— begin —
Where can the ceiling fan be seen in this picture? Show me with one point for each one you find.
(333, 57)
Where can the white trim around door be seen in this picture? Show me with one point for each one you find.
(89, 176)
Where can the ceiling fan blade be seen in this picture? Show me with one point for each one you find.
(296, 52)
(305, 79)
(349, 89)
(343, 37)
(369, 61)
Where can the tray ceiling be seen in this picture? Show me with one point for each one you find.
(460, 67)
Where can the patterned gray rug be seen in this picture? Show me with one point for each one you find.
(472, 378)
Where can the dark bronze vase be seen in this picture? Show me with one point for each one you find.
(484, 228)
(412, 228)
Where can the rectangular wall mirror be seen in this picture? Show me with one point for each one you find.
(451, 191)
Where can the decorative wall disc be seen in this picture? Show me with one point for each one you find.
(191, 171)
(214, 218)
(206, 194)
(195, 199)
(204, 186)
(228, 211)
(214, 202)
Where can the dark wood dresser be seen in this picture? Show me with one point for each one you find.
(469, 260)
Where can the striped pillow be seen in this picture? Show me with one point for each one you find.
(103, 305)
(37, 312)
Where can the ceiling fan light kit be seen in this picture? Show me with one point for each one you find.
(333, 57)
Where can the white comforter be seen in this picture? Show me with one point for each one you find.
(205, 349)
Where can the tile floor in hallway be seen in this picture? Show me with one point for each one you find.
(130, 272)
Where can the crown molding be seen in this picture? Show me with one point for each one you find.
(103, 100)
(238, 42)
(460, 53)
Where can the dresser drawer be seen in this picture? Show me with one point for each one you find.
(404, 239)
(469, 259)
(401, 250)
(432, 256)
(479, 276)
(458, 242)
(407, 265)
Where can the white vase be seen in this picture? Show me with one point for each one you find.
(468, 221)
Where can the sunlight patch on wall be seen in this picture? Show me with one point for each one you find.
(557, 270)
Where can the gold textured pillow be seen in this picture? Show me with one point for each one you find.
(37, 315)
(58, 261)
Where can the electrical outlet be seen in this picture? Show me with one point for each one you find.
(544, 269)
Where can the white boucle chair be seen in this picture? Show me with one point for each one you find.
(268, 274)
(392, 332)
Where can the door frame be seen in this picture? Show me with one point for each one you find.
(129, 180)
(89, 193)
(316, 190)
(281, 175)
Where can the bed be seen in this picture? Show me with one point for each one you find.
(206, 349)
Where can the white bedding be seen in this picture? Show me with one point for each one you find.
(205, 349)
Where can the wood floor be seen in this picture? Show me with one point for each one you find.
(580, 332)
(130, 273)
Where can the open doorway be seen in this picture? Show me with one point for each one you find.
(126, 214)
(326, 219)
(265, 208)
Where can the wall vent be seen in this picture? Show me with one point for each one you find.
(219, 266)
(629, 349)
— end —
Exercise aim
Write the data from above out again, exactly.

The completed task
Where can the ceiling fan be seen in this picture? Show me with one point for each one you find.
(333, 57)
Where can the white trim around door be seen in this picture? Show me with one point for each one you find.
(89, 176)
Where can the ceiling fan blade be seen in this picture? Show me with one point for each one you find.
(296, 52)
(305, 79)
(349, 89)
(343, 37)
(369, 61)
Where can the tray ceiling be seen in this picture? Show me with one point for each one you find.
(460, 67)
Where can the patterned gray rug be seen in this picture? Show me with one point for each one you find.
(472, 378)
Where can the dark bronze vase be seen in this picture? Show me with one point for each one you find.
(484, 228)
(412, 228)
Where can the rectangular wall mirror be seen in this picture? Show me with one point for each one you find.
(451, 191)
Where can the decorative wall disc be seen in this picture? Show me with one point for each one you find.
(191, 171)
(214, 218)
(206, 194)
(195, 199)
(204, 186)
(228, 211)
(214, 202)
Where can the dark wood dresser be seen in this picture? Show me with one point for each one you find.
(469, 260)
Where can the striped pillow be seen in this picture? Show me with one point for each one you find.
(103, 305)
(37, 312)
Where can the ceiling fan light kit be seen in this picture? Show me with one point for each one you find.
(333, 57)
Where can the white comforter be seen in this picture? Show me with one point for each one you find.
(205, 349)
Where can the tile floor in hallway be seen in this picture? Show me with one point for each one you find.
(130, 272)
Where can the crown molding be seen in this picture? Show me with one point for each one you find.
(103, 100)
(238, 42)
(460, 53)
Where can the dresser drawer be seen in this picture? Show me with one point for each one you find.
(404, 239)
(469, 259)
(401, 250)
(432, 256)
(479, 276)
(458, 242)
(407, 265)
Where can the white vase be seen in this picture? Show me with one point for each one you find.
(468, 221)
Where can the sunlight patch on wall be seen in this picture? Show me with one point for each one you find.
(557, 270)
Where can the gold textured pillow be seen in this picture? Show me with one point for each one you find.
(37, 315)
(58, 261)
Where can the electrical outlet be seen in this picture? Show me with one point for each one you find.
(544, 269)
Where can the white boucle chair be seen in this picture? Show me with one point for each one you find.
(268, 274)
(392, 332)
Where can the door frame be seen in this picture? Show me with one point for each one you find.
(129, 180)
(89, 193)
(316, 190)
(281, 175)
Where can the bed be seen in this picture? Show me with one point for each one you find.
(206, 349)
Where can the white bedding be seen in this picture? Show me with one point for each one you find.
(205, 349)
Where can the wood floor be seen in this picture? Show me with one point for each one you find.
(580, 332)
(130, 273)
Where can the open doorway be seen in this picture? Show me with one point for each one you find.
(126, 214)
(326, 219)
(265, 208)
Where can the wall vent be seen in this picture? Show me with one point for each one you find.
(219, 266)
(629, 349)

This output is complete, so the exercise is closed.